*Exercise brief*.
Return the listing exactly as it appears, but strip out the images.

*Information given*.
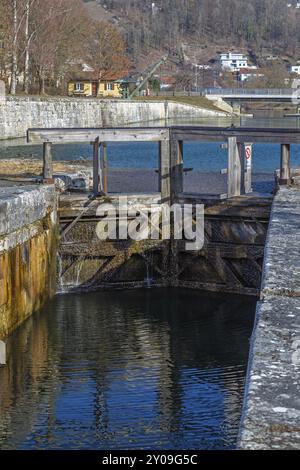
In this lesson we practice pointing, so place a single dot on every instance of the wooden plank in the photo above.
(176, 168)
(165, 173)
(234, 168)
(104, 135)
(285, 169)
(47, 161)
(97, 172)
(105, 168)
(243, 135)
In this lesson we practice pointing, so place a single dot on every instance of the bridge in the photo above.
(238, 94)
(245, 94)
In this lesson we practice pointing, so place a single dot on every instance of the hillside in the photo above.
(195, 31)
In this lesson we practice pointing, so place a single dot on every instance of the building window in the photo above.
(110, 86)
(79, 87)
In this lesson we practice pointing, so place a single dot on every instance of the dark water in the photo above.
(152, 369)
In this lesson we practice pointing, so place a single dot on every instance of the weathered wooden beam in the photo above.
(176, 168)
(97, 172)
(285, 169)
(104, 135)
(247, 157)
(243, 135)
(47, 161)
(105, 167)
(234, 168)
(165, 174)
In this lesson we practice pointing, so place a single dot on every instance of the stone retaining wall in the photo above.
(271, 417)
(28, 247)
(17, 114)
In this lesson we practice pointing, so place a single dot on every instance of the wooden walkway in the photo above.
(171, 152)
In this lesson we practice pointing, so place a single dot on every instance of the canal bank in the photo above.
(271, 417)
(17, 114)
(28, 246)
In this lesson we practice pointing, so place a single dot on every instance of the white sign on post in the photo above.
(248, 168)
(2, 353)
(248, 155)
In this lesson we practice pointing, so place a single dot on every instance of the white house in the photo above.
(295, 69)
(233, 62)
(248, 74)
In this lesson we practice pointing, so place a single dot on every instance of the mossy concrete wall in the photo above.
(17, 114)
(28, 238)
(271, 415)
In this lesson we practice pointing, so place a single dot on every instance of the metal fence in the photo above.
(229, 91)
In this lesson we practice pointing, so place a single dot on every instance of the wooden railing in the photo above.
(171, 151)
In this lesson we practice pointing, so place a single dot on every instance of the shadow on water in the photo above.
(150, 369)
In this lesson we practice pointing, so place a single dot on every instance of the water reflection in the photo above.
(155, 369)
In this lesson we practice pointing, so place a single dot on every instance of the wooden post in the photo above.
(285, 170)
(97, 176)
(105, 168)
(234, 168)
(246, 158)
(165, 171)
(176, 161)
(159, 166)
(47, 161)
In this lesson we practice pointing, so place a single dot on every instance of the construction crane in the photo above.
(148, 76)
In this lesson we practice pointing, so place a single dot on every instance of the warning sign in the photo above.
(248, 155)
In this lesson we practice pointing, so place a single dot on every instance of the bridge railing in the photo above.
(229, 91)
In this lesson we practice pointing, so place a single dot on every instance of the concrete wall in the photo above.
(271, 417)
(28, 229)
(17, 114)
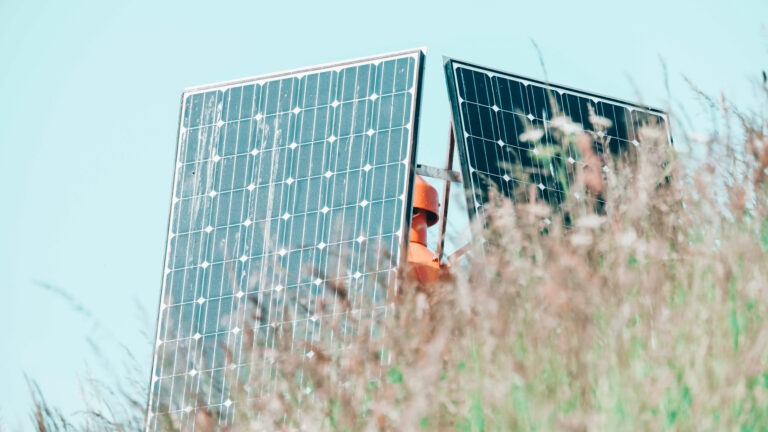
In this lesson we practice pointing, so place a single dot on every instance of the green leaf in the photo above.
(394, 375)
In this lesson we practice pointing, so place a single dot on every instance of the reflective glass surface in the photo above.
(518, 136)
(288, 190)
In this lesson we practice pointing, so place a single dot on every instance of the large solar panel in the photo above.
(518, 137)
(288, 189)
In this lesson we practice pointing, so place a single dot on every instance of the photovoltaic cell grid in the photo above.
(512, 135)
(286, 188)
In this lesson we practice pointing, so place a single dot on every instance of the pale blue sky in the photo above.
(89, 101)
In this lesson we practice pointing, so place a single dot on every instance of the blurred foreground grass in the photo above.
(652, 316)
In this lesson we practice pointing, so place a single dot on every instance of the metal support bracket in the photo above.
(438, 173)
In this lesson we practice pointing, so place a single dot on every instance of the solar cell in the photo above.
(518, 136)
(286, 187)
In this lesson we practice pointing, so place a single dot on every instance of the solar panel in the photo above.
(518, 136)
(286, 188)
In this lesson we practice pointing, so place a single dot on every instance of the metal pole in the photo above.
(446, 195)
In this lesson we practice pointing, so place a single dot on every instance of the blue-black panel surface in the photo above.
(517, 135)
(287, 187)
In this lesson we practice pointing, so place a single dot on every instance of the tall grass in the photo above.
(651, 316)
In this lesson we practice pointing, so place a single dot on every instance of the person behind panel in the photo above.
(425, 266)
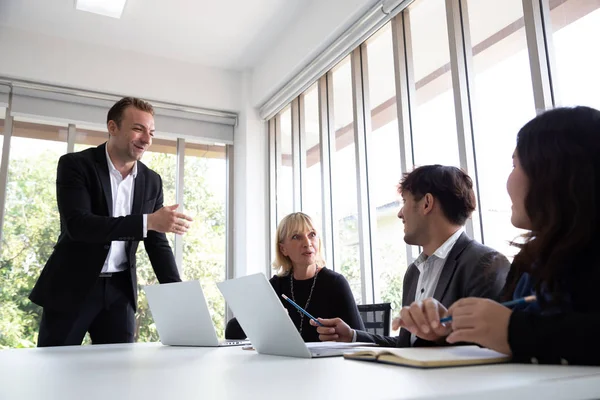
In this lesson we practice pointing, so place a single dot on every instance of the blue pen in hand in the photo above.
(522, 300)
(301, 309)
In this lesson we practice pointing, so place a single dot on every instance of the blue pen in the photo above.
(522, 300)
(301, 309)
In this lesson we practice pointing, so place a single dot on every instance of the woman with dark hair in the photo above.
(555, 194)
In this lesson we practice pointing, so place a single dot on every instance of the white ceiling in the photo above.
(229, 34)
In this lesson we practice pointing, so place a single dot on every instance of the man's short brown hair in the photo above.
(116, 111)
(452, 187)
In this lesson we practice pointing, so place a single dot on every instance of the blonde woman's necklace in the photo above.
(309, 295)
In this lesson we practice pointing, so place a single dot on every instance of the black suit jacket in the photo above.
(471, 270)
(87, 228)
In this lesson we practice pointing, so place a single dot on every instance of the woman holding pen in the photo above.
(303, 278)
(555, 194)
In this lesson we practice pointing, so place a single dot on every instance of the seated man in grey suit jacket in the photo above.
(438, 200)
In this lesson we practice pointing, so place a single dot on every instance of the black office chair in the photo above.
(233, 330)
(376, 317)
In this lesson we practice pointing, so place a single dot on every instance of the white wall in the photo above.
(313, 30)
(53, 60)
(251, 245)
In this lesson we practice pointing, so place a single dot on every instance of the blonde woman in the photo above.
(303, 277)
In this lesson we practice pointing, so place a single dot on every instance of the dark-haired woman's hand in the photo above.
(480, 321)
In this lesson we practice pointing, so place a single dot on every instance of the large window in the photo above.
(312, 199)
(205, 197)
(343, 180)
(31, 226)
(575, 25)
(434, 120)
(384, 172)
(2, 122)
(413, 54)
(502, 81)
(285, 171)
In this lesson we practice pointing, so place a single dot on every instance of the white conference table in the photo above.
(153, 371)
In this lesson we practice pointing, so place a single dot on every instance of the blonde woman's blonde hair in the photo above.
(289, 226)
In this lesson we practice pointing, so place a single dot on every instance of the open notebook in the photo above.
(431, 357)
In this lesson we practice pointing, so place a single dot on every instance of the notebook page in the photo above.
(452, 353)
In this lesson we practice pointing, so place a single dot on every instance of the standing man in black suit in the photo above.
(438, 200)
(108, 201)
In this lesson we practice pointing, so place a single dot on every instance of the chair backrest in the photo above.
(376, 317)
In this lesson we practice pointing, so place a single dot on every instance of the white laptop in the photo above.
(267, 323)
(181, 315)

*Task answer*.
In this lesson we practice pointing, so place a single dot on every instance of the wooden plank in the photo above.
(176, 168)
(165, 173)
(234, 168)
(104, 135)
(285, 169)
(47, 161)
(97, 172)
(105, 168)
(243, 135)
In this lesson we practice pointing, so place a single dot on every instance of the bridge in the photo above.
(238, 94)
(245, 94)
In this lesson we practice pointing, so place a single dot on every instance of the hillside in the photo above.
(195, 31)
In this lesson we practice pointing, so place a single dot on every instance of the building window in the photo above.
(110, 86)
(79, 87)
In this lesson we practice pointing, so place a single dot on every instance of the dark water in the photo above.
(152, 369)
In this lesson we practice pointing, so place a single dot on every instance of the weathered wooden beam in the photo above.
(176, 168)
(97, 172)
(285, 169)
(104, 135)
(247, 157)
(243, 135)
(47, 161)
(105, 167)
(234, 168)
(165, 174)
In this lesson we practice pointing, so place a single dot on every instance of the stone retaining wall in the photo above.
(271, 417)
(28, 247)
(17, 114)
In this lesson we practice pointing, so place a single dot on every instance of the wooden walkway in the photo above.
(171, 152)
In this lesson we practice pointing, so place a single dot on every instance of the canal bank in the photo above.
(271, 417)
(17, 114)
(28, 246)
In this lesson we practice pointing, so place a single dot on every instance of the white sign on post in the photo above.
(248, 168)
(2, 353)
(248, 155)
In this lesson we practice pointing, so place a single dot on every instance of the white house in the photo above.
(295, 69)
(233, 62)
(248, 74)
In this lesson we practice pointing, so place a single dot on every instance of the mossy concrete wall in the photo above.
(17, 114)
(28, 238)
(271, 415)
In this lesson we practice pointing, so place a single dot on every instance of the metal fence in the photo above.
(229, 91)
In this lesson we practice pointing, so place a single dot on every instance of the wooden railing in the photo above.
(171, 151)
In this lesson we practice pointing, so place a single dot on every instance of the shadow on water in the photo above.
(150, 369)
In this lesson we practice pointing, so place a single dot on every instance of the water reflection in the photo above.
(155, 369)
In this lesson we practice pointing, so place a single dot on every instance of the wooden post in the photo above.
(285, 170)
(97, 176)
(105, 168)
(234, 168)
(246, 158)
(165, 171)
(176, 161)
(159, 166)
(47, 161)
In this lesson we practice pointing, so place a single dot on every instance of the construction crane in the photo above.
(148, 76)
In this lesson we practice pointing, so place a single dot on every instance of the warning sign in the photo above.
(248, 155)
In this lesson we practice pointing, so place a single dot on every instance of the bridge railing in the photo above.
(229, 91)
In this lesson we practice pointing, so place a single dot on every instance of the concrete wall in the photo above.
(271, 417)
(28, 229)
(17, 114)
In this lesson we practice pointing, so place a single dot on every instance of the green leaf in the photo above.
(394, 375)
In this lesson we practice pointing, so place a single dot on every instance of the reflective glass surface in the photo above.
(518, 136)
(288, 190)
In this lesson we practice pointing, so place a single dot on every instance of the large solar panel in the photo above.
(518, 137)
(288, 189)
In this lesson we practice pointing, so place a single dot on every instance of the photovoltaic cell grid in the photo above.
(512, 135)
(286, 188)
In this lesson we practice pointing, so place a single dot on every instance of the pale blue sky in the photo above.
(89, 101)
In this lesson we practice pointing, so place a single dot on every instance of the blurred foreground grass in the photo above.
(652, 316)
In this lesson we practice pointing, so place a single dot on every instance of the metal support bracket in the photo above.
(438, 173)
In this lesson we practice pointing, so place a single dot on every instance of the solar cell in the photo above.
(518, 136)
(286, 187)
In this lesson we practice pointing, so place a single dot on every instance of the solar panel in the photo above.
(518, 136)
(286, 188)
In this lesson we practice pointing, so place a single dot on every instance of the metal pole in the photo above.
(446, 195)
In this lesson we practice pointing, so place a single dot on every instance of the blue-black panel surface in the photo above.
(517, 135)
(287, 187)
In this lesson we practice pointing, so place a single dot on every instance of the tall grass in the photo above.
(651, 316)
In this lesson we practice pointing, so place a single dot on every instance of the person behind panel in the photo above.
(425, 266)
In this lesson we practice pointing, so place a single dot on every instance of the blue pen in hand in the photo above.
(522, 300)
(301, 309)
In this lesson we practice pointing, so place a single dot on every instance of the blue pen in the photo above.
(522, 300)
(301, 309)
In this lesson we practice pointing, so place a single dot on every instance of the woman with dark hair in the photo above.
(555, 194)
In this lesson we practice pointing, so place a single dot on every instance of the white ceiling in the photo above.
(229, 34)
In this lesson we practice pointing, so place a single dot on every instance of the man's short brown hair in the photo above.
(116, 111)
(452, 187)
In this lesson we practice pointing, so place a single dot on every instance of the blonde woman's necklace in the photo above.
(309, 295)
In this lesson we practice pointing, so place a single dot on every instance of the black suit jacket in the photo above.
(471, 270)
(87, 228)
In this lesson we practice pointing, so place a single dot on every instance of the woman holding pen in the photo above.
(303, 278)
(555, 194)
In this lesson we practice pointing, so place a single dot on every instance of the seated man in grey suit jacket in the photo above.
(438, 200)
In this lesson we practice pointing, so place a single dot on every instance of the black office chair in the photo above.
(233, 330)
(376, 317)
In this lesson we practice pointing, so place a single dot on every instance of the white wall in the photo above.
(313, 30)
(53, 60)
(251, 245)
In this lesson we practice pointing, so place a single dot on every instance of the blonde woman in the photo above.
(303, 277)
In this lesson we practice pointing, so place a single dot on every instance of the dark-haired woman's hand in the photo above.
(480, 321)
In this lesson we practice pointing, so place a single dot on every instance of the large window in the photo above.
(312, 199)
(205, 197)
(343, 180)
(31, 226)
(575, 25)
(434, 120)
(384, 172)
(2, 122)
(413, 54)
(502, 81)
(285, 171)
In this lesson we practice pointing, so place a single dot on every instance of the white conference table in the photo above.
(153, 371)
In this lesson we practice pointing, so place a single dot on every instance of the blonde woman's blonde hair in the photo above.
(289, 226)
In this lesson we practice pointing, so place a single dot on every instance of the open notebook in the photo above.
(431, 357)
In this lesson we practice pointing, so place a single dot on every instance of the notebook page in the photo above.
(452, 353)
In this lesson we practice pointing, so place a single dot on every instance of the standing man in black suit in the photo above.
(438, 200)
(108, 201)
In this lesson we practice pointing, so place a single dot on every instance of the chair backrest in the photo above.
(376, 317)
In this lesson we practice pointing, so place a single dot on every instance of the white laptop in the photo above.
(267, 323)
(181, 315)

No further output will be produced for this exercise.